Retype the listing that follows, exactly as written.

════

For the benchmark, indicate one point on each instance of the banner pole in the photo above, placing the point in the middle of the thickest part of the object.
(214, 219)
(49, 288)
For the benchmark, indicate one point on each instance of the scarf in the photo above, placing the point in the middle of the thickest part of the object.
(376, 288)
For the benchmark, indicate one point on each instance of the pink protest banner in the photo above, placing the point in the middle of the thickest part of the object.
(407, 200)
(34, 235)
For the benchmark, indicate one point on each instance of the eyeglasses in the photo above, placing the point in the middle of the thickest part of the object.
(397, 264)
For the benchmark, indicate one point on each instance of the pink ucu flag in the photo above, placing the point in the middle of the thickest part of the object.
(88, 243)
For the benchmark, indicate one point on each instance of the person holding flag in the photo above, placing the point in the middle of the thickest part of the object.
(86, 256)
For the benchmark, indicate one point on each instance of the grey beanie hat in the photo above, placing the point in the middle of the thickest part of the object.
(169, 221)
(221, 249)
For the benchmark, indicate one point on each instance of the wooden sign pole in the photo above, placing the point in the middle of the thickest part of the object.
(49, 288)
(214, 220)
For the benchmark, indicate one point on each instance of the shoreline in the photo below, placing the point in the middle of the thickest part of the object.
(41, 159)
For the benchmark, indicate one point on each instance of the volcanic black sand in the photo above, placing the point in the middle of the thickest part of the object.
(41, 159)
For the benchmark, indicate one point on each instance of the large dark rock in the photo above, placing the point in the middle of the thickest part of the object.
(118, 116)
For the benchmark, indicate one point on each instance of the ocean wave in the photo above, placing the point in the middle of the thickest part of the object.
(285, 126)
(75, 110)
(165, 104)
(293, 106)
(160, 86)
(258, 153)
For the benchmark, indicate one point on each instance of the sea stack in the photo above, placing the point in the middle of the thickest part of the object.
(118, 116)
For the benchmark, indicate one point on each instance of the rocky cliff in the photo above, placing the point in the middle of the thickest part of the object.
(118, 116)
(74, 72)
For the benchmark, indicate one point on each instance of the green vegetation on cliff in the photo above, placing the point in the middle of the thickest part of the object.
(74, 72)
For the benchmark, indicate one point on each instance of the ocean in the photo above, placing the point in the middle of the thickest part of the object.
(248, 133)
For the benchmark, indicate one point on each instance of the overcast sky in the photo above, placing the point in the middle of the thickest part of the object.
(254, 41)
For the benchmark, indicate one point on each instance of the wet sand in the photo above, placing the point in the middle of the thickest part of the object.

════

▸ **Output of the task**
For the benchmark, indicate one point on each instance of the banner pole in the photo above, placing the point in the middle of the thickest part of the object.
(214, 219)
(49, 288)
For the benchmark, indicate one point on each instance of the scarf in the photo above, placing the point in the middle of the thickest part of the object.
(376, 288)
For the benchmark, indicate one point on each instance of the pink protest banner in the photo above, placing the point in the middle of the thickest part of the object.
(407, 200)
(34, 235)
For the benchmark, indicate one point on each instance of the eyeglasses in the photo above, placing the point in the middle of the thickest part of the object.
(397, 264)
For the benchmark, indicate one point on each instance of the pink ucu flag in the photo above, placing the point in the middle of the thickest part of the object.
(88, 243)
For the benchmark, indicate one point on each instance of the person holding flag in the photo above, placing the point in the middle of the thickest part of the object.
(86, 256)
For the benchmark, indicate one point on each instance of the grey beanie hat in the photo above, placing the point in the middle of the thickest part of the object.
(169, 221)
(221, 249)
For the benchmark, indicate one point on each instance of the wooden sign pole in the photo above, placing the point in the middle of the thickest part of the object.
(49, 288)
(214, 220)
For the benchmark, indicate one point on each instance of the shoreline in the photo below, placing the point in the middle of the thickest part of the object.
(41, 159)
For the benchmark, indicate one point on each instance of the volcanic black sand in the photo above, placing the point in the middle of the thickest part of the object.
(41, 159)
For the benchmark, indicate one point on each instance of the large dark rock in the photo above, placing the point in the middle of the thickest part of the object.
(118, 116)
For the benchmark, indicate one point on each instance of the ocean wave in the photo above, placing the point in the middle of the thickest part of the object.
(285, 126)
(75, 110)
(165, 104)
(293, 106)
(160, 86)
(258, 153)
For the benchmark, indicate one point on each instance of the sea stack in the photo above, placing the point in the middle of the thickest part of the object.
(118, 116)
For the benchmark, indicate one point on each instance of the rocky cliff in the photo above, placing the point in the middle of the thickest part of the object.
(118, 116)
(74, 72)
For the benchmark, indicate one point on each instance of the green vegetation on cliff in the photo above, placing the point in the middle of the thickest part of the object.
(74, 72)
For the benchmark, indicate one point on each instance of the ocean in the photo above, placing the point in the middle of the thickest part of the object.
(248, 133)
For the benchmark, indicate one point on each instance of the overcast sky in the photo above, placing the point in the middle of the thickest part of the object.
(254, 41)
For the benchmark, indicate one point on each instance of the wet sand in the photo above, placing the point in the middle of the thickest part of the object.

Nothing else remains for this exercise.